A geada vermelha
PUBLICAÇÃO
sábado, 03 de julho de 2021
Domingos Pellegrini
Nossa primeira geada-negra foi a 27 de julho de 1955, uma semana depois que completei seis anos, e lembro de meu pai lamentar ter comprado pouco antes um sítio, agora com preço rebaixado por causa da geada no café. Lembro também de um bar com saqueiros no balcão, só de calção e alparcatas, corpo coberto de pó de estopa, bebendo uma antes de voltar para o armazém, muito animados porque com a geada, falou meu pai, o preço do café estava muito bom. E eu não entendia como a tal geada podia ser tão boa para uns e tão ruim pra outros.
Na geada-negra de 1975, lembro de deparar com a grama esbranquiçada de gelo, quebrando a estralar sob os pés. Como repórter agrícola desta FOLHA, tinha ganhado visão além do mundo urbano, mas só fui rever cafezais uma semana depois, quando já tinham desfolhado, o chão enegrecido de folhas secas, os galhos eriçados para o céu, como a clamar, pensei então, hoje diria como a aceitar.
Pois o que dá pra rir dá pra chorar, conforme o samba de Billy Blanco. A de dois anos atrás “queimou” os ponteiros e galhos de várias arvorezinhas aqui do nosso nascente quintal. Plantadas há pouco mais de ano, estavam com galhos novos cheios de novas folhas e, depois da geada, foi uma tristeza ter de cortar os galhos ressecados. Mas daí tivemos a alegria de ver rebrotarem, as arvorezinhas se cobrindo de folhagem nova.
As folhas parece que voltam com mais vontade de viver, disse Dalva, e certamente é isso mesmo, se as plantas tem sua inteligência conforme mais e mais descobrem os cientistas. “Quase morri”, terá pensado aquela ali, “depois tiraram parte de mim mas renasci, vou aproveitar a vida!”

########################################

Continue a crônica sobre as geadas a partir da última frase apresentada, mantendo o mesmo tom e a mesma voz narrativa.

▶ [Entradas do conjunto de dados]
########################################

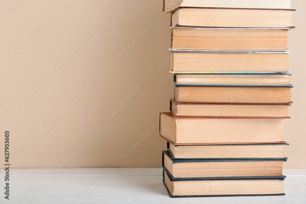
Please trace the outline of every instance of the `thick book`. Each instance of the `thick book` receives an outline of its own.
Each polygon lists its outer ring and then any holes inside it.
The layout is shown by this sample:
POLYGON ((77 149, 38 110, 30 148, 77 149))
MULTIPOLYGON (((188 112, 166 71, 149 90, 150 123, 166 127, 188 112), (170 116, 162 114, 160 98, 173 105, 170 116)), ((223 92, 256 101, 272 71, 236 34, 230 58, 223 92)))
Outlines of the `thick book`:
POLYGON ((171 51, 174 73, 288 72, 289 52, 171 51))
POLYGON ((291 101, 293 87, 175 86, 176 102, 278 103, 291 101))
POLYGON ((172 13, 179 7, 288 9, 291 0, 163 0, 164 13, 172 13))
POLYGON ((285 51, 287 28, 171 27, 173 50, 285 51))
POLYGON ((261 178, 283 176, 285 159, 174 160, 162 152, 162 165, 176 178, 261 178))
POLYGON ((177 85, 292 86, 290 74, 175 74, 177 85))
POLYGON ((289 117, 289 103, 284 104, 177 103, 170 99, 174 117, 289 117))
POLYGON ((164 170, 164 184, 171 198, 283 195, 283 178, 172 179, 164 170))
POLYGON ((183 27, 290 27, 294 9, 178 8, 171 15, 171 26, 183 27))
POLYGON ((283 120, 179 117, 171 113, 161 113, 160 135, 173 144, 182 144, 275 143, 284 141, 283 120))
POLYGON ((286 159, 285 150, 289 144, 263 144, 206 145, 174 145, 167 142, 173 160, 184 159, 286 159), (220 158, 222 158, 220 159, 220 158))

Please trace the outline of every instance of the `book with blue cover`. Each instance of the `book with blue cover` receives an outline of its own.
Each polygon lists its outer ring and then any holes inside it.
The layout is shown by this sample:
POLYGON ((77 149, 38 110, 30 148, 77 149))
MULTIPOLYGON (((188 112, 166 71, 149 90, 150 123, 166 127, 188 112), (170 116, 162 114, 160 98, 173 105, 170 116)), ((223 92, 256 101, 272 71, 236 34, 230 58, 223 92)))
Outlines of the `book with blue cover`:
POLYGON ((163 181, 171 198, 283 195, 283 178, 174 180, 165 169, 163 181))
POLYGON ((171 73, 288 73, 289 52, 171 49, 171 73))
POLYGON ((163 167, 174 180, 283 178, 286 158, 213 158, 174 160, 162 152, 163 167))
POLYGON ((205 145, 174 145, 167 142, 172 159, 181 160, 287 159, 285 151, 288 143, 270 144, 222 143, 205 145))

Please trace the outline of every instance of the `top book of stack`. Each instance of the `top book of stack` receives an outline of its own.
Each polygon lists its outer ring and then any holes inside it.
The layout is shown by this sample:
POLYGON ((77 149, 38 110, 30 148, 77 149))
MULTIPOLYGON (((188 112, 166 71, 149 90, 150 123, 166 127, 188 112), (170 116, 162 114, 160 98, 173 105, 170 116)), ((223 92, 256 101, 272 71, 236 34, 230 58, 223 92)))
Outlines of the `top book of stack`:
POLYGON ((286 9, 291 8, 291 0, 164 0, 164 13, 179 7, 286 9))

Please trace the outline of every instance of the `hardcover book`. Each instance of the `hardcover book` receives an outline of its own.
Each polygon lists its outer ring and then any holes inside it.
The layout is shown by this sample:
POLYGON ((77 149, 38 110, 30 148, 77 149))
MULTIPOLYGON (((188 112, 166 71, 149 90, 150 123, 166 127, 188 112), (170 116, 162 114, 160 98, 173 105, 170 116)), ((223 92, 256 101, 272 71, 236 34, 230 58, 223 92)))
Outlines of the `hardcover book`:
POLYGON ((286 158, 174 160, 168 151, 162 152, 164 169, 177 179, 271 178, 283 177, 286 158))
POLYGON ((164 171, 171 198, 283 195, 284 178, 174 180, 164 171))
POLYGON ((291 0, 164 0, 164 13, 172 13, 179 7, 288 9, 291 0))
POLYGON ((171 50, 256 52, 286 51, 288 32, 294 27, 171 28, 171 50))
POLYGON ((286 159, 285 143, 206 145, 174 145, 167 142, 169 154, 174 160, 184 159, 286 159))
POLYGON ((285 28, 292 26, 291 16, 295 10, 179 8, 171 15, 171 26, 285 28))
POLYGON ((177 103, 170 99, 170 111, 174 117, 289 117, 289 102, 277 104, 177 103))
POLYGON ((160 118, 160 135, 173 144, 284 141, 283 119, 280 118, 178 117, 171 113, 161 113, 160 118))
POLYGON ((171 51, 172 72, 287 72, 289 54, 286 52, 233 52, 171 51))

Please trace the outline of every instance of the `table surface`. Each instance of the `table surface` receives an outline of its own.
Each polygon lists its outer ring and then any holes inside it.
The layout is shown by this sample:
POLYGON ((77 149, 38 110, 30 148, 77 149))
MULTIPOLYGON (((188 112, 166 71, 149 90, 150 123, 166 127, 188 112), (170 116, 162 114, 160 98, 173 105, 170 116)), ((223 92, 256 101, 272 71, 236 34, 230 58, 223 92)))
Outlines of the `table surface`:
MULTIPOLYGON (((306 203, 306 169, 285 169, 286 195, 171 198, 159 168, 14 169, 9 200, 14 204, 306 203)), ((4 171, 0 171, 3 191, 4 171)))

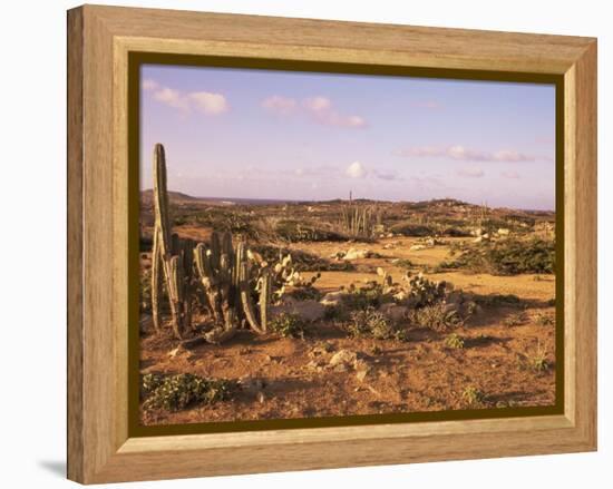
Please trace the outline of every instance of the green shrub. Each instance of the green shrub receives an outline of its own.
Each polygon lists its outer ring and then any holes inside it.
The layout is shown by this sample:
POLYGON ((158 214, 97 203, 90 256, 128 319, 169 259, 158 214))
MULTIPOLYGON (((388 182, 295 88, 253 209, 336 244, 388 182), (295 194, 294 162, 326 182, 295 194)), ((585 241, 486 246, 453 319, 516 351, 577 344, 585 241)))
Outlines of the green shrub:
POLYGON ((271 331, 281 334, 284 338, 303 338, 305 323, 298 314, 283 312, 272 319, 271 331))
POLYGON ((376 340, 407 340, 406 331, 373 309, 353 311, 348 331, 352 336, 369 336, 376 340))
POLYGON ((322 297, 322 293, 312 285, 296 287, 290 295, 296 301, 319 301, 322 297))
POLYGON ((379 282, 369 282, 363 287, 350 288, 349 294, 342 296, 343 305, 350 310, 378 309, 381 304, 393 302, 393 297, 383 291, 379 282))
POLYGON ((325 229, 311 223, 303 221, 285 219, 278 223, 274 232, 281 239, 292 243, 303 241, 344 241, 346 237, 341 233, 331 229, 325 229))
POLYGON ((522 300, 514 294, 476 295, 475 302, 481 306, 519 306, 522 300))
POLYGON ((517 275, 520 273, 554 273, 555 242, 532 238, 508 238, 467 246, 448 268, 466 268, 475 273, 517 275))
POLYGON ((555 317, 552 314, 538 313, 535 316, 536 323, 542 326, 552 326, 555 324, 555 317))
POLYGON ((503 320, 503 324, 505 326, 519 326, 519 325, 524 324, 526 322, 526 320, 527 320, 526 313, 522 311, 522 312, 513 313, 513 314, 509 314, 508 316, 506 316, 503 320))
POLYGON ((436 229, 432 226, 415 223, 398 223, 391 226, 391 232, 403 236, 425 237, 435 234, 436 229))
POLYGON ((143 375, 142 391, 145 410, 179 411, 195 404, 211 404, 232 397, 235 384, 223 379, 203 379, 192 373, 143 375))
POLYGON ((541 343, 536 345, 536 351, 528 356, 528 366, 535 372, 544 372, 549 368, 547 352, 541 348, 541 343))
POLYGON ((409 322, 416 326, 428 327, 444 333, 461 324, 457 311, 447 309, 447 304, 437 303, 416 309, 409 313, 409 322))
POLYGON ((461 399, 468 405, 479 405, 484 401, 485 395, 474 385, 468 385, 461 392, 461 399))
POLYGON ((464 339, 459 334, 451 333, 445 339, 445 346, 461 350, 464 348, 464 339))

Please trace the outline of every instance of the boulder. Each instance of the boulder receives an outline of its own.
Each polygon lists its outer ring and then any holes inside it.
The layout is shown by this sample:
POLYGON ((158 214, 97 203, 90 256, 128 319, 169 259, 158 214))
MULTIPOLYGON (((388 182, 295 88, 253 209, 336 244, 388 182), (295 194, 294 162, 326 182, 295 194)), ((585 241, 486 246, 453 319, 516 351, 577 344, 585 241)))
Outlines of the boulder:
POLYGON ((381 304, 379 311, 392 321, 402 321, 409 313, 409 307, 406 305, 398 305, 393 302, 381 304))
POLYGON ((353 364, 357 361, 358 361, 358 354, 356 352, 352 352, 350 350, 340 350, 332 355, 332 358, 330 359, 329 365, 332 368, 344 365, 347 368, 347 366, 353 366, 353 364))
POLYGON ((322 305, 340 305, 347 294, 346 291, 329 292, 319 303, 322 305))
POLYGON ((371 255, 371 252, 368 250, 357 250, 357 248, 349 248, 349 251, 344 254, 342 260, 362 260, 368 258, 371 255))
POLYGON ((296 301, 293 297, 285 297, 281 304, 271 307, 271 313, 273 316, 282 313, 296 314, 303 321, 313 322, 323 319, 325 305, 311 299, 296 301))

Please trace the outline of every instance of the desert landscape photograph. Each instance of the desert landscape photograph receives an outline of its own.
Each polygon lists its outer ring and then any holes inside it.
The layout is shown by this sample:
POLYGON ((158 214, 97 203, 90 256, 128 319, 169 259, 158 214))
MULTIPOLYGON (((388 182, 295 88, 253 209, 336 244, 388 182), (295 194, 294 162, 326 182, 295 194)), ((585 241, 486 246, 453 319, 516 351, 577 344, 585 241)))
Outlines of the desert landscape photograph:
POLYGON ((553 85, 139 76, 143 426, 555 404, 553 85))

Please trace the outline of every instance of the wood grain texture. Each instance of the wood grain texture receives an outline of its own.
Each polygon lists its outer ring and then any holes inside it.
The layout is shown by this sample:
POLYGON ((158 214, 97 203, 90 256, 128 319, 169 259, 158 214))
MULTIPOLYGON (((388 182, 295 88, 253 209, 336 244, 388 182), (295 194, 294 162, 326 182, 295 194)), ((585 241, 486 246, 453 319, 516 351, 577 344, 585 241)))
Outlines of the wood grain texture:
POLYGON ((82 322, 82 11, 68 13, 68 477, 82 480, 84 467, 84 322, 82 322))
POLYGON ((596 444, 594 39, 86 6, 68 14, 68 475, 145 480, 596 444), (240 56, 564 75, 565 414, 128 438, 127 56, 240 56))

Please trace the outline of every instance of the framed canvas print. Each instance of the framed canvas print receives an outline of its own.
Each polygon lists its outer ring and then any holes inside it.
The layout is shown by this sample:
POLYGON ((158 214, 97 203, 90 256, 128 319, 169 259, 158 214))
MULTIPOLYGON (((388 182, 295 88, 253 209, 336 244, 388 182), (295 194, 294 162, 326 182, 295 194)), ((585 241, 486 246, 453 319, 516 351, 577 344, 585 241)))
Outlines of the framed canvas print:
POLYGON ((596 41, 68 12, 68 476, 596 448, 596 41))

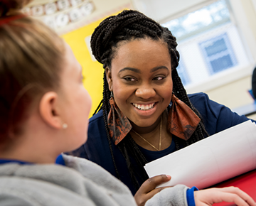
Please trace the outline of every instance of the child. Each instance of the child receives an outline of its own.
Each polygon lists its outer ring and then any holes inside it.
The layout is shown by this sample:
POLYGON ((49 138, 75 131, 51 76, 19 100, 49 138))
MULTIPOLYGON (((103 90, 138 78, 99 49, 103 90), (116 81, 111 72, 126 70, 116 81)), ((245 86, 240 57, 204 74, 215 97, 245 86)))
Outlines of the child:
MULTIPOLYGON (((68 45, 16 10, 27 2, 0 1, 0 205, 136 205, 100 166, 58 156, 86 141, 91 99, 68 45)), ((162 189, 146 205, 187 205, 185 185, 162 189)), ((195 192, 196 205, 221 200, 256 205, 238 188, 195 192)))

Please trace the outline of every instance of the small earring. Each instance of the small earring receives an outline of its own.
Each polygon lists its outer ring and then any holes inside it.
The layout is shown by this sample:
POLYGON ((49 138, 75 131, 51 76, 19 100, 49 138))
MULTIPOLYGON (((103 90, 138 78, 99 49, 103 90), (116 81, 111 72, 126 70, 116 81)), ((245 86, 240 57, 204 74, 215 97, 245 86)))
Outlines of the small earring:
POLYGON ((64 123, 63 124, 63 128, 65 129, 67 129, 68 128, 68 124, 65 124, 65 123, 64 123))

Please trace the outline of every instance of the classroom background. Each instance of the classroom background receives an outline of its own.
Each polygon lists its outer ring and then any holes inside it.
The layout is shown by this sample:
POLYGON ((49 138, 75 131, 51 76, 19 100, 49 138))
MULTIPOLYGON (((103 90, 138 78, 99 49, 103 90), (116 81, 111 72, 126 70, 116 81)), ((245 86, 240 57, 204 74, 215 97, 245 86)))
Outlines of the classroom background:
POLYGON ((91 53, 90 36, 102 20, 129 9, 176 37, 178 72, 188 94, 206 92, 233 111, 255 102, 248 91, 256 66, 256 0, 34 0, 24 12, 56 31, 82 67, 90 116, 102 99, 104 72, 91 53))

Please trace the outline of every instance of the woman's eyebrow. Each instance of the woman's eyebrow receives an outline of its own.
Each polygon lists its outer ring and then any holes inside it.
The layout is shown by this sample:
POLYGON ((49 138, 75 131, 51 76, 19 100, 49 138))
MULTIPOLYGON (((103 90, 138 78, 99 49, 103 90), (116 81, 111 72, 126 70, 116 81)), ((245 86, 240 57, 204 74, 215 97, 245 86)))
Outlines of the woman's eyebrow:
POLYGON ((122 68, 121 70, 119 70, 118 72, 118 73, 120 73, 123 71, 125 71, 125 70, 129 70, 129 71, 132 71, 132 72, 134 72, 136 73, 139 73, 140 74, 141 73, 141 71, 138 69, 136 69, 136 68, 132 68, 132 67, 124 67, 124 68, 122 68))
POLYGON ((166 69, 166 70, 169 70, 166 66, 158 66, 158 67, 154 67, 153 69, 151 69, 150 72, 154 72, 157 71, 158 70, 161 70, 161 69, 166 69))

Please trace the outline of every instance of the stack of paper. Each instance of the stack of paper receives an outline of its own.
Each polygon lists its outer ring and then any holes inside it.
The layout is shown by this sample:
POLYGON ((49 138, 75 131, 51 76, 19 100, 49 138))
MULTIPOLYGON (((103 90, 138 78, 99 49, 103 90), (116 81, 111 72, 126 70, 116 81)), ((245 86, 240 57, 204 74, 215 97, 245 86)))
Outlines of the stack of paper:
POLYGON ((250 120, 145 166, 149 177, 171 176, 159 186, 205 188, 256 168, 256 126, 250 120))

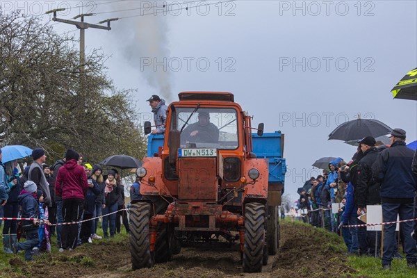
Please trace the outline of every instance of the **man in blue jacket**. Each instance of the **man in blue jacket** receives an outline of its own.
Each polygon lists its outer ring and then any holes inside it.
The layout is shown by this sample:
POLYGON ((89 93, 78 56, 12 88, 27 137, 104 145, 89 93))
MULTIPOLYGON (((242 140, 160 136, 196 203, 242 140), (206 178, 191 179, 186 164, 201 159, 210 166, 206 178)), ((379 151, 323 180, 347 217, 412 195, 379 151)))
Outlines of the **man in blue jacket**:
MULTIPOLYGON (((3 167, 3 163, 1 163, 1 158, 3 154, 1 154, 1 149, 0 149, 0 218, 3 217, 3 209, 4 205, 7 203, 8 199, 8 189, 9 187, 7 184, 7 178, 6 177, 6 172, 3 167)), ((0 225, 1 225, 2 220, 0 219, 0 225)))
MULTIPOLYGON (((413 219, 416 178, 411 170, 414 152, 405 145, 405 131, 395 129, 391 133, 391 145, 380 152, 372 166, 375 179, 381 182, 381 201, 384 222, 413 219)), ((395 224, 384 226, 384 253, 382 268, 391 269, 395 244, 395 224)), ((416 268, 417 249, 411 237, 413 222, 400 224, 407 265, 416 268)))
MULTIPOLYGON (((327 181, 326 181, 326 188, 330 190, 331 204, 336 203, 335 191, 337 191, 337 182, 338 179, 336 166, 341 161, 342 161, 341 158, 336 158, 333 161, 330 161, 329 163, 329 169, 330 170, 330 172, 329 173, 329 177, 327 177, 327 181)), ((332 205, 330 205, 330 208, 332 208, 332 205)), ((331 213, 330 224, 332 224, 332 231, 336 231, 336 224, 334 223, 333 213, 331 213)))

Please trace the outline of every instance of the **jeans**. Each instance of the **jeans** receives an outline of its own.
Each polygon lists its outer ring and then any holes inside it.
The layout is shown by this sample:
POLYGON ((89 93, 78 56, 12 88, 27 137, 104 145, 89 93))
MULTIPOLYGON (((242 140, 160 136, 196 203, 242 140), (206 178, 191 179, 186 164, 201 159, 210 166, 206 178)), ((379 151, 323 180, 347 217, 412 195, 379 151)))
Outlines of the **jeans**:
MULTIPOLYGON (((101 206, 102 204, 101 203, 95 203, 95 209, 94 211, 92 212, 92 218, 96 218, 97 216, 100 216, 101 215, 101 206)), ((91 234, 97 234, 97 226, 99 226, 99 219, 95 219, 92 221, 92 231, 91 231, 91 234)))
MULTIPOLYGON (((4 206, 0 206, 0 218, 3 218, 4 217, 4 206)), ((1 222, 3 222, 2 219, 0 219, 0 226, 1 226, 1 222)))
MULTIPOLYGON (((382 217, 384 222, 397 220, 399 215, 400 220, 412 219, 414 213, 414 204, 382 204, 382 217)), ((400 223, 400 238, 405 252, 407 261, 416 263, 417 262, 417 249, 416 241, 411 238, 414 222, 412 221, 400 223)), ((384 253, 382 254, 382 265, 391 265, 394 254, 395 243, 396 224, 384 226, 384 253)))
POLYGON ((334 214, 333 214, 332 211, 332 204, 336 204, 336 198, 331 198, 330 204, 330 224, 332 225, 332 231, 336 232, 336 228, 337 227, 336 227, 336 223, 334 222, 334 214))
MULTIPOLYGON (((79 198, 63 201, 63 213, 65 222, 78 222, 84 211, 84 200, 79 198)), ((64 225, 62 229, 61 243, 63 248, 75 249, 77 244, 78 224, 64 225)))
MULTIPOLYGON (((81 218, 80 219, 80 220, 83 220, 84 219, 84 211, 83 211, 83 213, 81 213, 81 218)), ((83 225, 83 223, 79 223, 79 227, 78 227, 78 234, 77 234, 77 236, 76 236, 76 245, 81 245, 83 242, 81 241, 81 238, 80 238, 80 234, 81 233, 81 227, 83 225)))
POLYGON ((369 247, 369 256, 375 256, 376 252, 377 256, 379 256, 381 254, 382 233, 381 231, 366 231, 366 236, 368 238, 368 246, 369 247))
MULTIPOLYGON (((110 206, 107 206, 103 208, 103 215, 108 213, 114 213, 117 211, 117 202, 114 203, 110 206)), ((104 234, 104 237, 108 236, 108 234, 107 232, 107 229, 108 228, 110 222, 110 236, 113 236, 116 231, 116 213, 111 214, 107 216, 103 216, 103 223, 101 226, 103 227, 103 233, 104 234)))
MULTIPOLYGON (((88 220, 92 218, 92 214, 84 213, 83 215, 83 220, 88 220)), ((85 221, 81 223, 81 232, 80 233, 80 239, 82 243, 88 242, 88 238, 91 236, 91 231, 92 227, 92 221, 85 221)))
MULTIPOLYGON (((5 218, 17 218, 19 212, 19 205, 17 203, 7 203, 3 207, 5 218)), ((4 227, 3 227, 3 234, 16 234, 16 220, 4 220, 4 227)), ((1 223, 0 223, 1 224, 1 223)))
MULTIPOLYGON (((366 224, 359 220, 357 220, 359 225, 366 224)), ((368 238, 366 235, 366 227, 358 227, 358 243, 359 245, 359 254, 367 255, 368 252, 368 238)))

########################################

▶ [Resultado da tarefa]
Em setembro, a goiabeira, que também tinha se despido no inverno, já tinha toda se enfolhado e floriu de perfumar o ar, mas não ligamos porque as goiabas sempre tinham ferrugem por fora e corozinhos por dentro. Mas agora estavam perfeitas, tanto que fizemos goiabadas, enchemos o congelador, comemos goiaba que nem crianças do tempo em que subiam em árvores.
A geada-negra congela a seiva das plantas, ressecando galhos e até a planta toda. A geada-branca, menos gelada, é assim chamada devido ao orvalho congelado cobrindo tudo como manto branco. Mas uma e outra são boas para as culturas de inverno, como o trigo, e também para certas hortaliças. Geladamente liquidam com pragas e doenças nas plantações como na nossa goiabeira, propiciando belos frutos e, assim, toda geada é, digamos, vermelha.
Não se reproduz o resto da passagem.